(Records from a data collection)
——
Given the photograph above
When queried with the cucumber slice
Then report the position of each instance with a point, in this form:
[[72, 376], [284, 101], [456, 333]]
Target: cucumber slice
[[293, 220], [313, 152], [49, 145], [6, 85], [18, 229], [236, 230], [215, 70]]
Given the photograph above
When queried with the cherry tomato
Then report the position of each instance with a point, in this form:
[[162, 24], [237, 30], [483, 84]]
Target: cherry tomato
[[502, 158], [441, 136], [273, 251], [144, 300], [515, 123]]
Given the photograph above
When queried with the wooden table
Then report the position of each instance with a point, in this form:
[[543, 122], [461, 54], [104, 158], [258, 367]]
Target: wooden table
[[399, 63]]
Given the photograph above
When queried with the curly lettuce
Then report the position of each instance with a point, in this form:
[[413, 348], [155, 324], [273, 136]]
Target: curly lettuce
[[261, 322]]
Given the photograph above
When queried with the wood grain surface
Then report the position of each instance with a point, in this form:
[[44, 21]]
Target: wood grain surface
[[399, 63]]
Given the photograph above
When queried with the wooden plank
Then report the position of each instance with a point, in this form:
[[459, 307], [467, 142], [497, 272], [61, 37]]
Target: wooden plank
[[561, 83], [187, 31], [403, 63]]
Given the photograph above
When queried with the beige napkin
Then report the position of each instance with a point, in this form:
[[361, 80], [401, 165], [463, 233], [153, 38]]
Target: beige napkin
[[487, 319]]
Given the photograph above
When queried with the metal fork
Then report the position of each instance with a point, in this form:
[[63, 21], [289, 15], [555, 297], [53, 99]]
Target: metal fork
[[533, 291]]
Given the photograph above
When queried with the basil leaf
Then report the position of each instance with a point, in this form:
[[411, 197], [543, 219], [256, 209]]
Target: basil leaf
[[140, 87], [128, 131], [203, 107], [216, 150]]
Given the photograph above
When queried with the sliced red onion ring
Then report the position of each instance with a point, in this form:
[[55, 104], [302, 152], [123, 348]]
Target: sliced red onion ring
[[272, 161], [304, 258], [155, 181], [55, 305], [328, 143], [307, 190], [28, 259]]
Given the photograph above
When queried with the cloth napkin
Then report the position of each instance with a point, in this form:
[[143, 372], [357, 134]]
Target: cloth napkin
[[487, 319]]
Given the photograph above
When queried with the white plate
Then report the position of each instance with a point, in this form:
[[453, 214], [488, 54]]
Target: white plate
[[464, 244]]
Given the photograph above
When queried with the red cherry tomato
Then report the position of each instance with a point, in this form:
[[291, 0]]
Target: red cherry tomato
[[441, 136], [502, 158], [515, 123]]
——
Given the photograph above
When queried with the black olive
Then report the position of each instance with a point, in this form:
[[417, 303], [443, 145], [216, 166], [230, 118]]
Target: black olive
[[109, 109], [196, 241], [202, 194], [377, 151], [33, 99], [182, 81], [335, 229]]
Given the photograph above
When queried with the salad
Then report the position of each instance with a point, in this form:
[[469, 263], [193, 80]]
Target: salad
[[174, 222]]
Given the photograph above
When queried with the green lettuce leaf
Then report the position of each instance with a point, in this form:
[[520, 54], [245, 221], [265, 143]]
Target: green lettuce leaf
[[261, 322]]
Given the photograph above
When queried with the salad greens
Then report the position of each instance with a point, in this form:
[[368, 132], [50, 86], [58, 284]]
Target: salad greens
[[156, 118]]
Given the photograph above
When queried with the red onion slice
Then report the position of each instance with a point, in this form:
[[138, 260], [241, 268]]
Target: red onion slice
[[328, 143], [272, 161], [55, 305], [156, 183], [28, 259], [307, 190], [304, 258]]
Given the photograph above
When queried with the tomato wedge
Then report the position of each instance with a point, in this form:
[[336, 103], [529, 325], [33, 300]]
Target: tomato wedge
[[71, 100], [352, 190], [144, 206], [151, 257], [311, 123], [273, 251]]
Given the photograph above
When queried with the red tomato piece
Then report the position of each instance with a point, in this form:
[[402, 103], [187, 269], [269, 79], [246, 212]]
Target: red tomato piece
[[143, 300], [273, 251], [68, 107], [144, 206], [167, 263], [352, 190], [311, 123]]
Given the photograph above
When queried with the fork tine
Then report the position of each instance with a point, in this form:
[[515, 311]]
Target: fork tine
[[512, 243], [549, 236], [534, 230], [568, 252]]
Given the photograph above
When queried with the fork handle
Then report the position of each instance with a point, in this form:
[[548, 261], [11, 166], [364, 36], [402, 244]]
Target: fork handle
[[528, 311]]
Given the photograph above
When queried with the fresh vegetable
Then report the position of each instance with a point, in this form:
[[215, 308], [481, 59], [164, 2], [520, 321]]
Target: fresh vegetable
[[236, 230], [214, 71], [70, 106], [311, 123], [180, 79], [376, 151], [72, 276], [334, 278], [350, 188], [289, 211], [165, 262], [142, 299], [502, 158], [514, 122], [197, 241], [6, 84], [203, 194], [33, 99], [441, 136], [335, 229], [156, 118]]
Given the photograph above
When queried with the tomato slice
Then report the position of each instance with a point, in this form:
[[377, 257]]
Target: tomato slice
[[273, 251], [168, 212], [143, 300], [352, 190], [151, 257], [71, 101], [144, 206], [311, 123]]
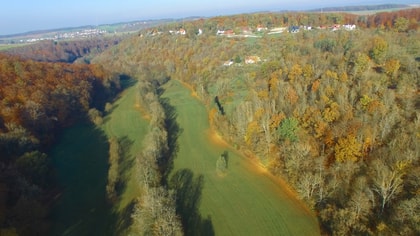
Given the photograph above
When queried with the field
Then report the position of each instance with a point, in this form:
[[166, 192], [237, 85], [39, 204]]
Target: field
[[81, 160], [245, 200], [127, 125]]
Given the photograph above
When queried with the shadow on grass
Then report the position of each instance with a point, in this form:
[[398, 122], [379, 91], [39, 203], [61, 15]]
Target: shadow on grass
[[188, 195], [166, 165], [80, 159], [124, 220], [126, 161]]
——
THE PROBLEM »
Looking at the data above, write out exactly the lines that start at the one containing "Target: tomato wedge" and end at the one containing "[[402, 103], [187, 269], [269, 79], [246, 212]]"; include both and nothing beyond.

RESPONSE »
Target: tomato wedge
[[71, 100], [352, 190], [144, 206], [151, 257], [311, 123], [273, 251]]
Given the photograph above
When queried with the red tomato piece
Then report the position of each instance with a point, in this form:
[[402, 103], [187, 269], [269, 79], [246, 212]]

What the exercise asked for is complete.